**DIRECTIONS FOR THIS TASK**
Go through the data below and return each line where the string "center" appears.

Records from a dataset

_ _ _ _ _

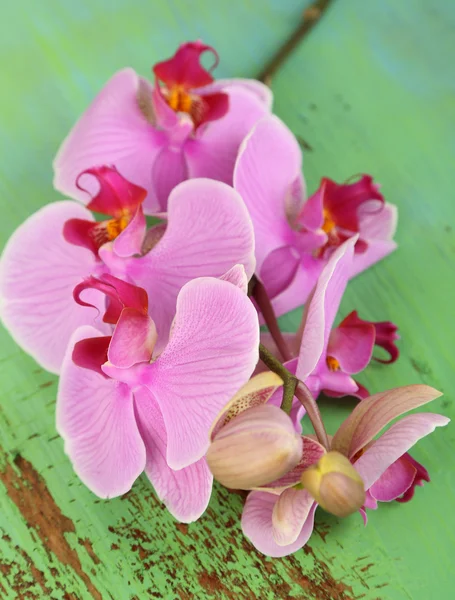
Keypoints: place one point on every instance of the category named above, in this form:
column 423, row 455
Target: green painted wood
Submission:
column 370, row 89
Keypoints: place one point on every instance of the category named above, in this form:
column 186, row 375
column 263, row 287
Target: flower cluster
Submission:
column 189, row 226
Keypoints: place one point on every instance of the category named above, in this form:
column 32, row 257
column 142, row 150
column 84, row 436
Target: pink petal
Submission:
column 169, row 169
column 113, row 131
column 290, row 514
column 322, row 309
column 209, row 231
column 95, row 417
column 130, row 240
column 184, row 68
column 337, row 383
column 114, row 194
column 378, row 226
column 279, row 269
column 213, row 151
column 212, row 352
column 38, row 272
column 133, row 339
column 301, row 286
column 395, row 481
column 394, row 443
column 268, row 163
column 237, row 276
column 371, row 415
column 261, row 91
column 376, row 250
column 351, row 343
column 186, row 493
column 258, row 528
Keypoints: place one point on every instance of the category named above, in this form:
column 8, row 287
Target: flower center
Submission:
column 329, row 223
column 178, row 99
column 332, row 363
column 114, row 227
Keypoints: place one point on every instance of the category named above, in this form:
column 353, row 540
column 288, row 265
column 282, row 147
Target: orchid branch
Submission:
column 259, row 293
column 292, row 386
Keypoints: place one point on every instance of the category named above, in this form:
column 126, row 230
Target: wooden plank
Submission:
column 371, row 89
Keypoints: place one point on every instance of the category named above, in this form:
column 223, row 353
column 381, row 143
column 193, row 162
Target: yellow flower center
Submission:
column 114, row 227
column 329, row 223
column 179, row 99
column 332, row 363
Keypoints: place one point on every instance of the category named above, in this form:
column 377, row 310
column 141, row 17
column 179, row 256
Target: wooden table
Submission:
column 370, row 89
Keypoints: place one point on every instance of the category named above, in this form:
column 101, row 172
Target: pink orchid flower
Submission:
column 122, row 409
column 278, row 520
column 208, row 231
column 184, row 126
column 327, row 357
column 294, row 237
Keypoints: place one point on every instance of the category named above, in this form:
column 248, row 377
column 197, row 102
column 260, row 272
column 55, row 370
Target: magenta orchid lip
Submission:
column 155, row 330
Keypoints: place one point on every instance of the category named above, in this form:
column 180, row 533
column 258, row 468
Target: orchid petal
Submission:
column 375, row 251
column 351, row 344
column 169, row 169
column 279, row 269
column 268, row 163
column 38, row 272
column 237, row 276
column 395, row 481
column 394, row 443
column 186, row 493
column 130, row 240
column 258, row 528
column 212, row 352
column 257, row 391
column 380, row 225
column 322, row 309
column 301, row 286
column 184, row 68
column 114, row 131
column 209, row 231
column 213, row 151
column 290, row 514
column 261, row 91
column 95, row 417
column 371, row 415
column 133, row 339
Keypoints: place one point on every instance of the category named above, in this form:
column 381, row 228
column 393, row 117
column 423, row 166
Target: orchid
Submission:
column 207, row 232
column 186, row 125
column 294, row 237
column 326, row 357
column 123, row 409
column 278, row 519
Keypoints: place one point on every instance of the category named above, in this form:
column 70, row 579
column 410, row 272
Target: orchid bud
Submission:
column 255, row 448
column 335, row 484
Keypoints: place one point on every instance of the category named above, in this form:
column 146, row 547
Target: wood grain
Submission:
column 371, row 88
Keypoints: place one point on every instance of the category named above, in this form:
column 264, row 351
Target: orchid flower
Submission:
column 208, row 231
column 186, row 125
column 325, row 358
column 123, row 409
column 294, row 237
column 278, row 518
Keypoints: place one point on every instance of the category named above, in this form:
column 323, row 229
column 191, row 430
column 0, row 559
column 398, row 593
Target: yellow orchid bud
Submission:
column 335, row 484
column 254, row 448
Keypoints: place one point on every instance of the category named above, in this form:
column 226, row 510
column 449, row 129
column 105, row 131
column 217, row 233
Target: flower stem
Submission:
column 305, row 397
column 293, row 387
column 263, row 301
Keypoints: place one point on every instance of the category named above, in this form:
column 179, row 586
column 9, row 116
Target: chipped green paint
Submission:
column 370, row 89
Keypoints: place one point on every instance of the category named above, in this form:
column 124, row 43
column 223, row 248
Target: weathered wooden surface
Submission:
column 370, row 89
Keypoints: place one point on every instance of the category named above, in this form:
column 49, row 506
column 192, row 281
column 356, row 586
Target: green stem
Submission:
column 293, row 387
column 289, row 380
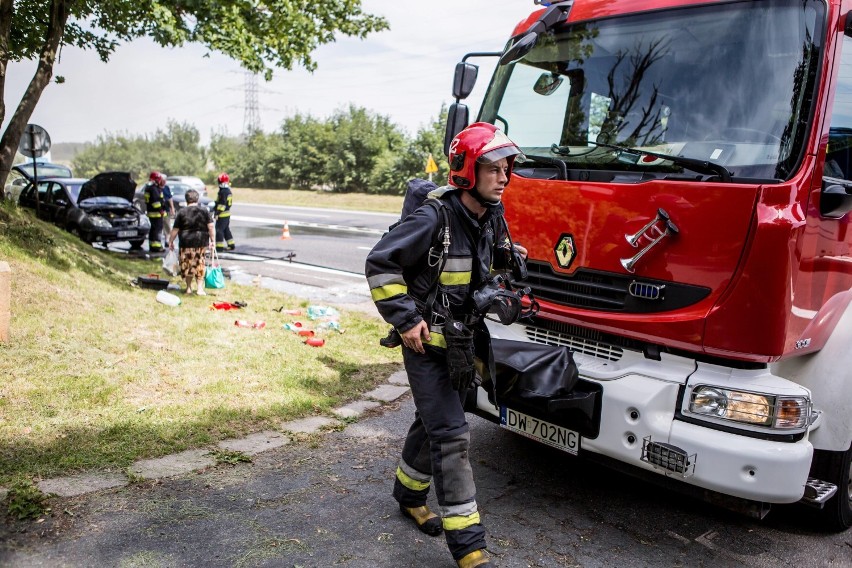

_ _ _ _ _

**THE COMPLETED TASK**
Target: flower center
Target: yellow flower center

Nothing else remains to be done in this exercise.